*BRIEF*.
Reproduce the following records line for line, leaving out the pictures.

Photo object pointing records
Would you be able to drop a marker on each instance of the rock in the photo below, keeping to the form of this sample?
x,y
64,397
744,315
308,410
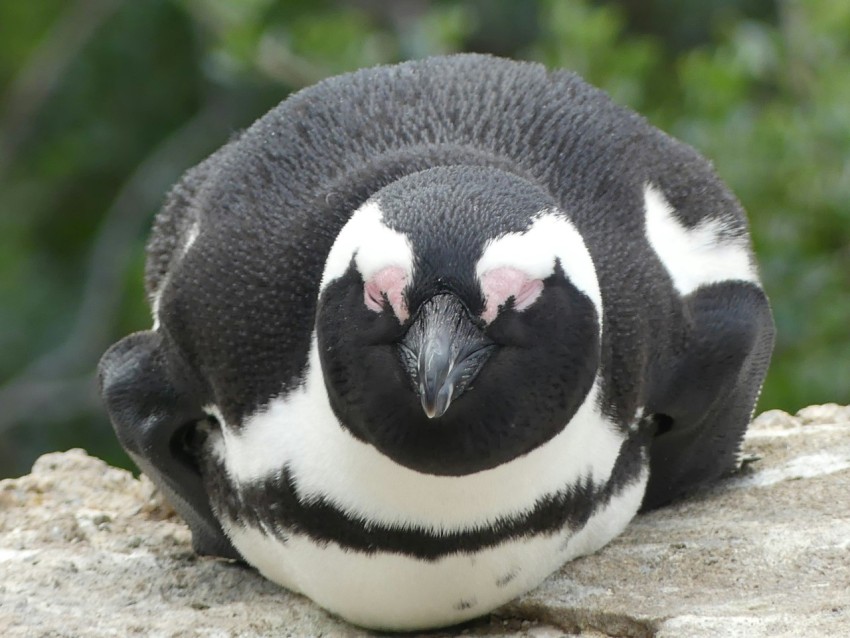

*EXERCISE RESPONSE*.
Would you be able to drop a marker on each instance of the rock in the photo below, keeping to the form of this sample?
x,y
64,397
744,315
308,410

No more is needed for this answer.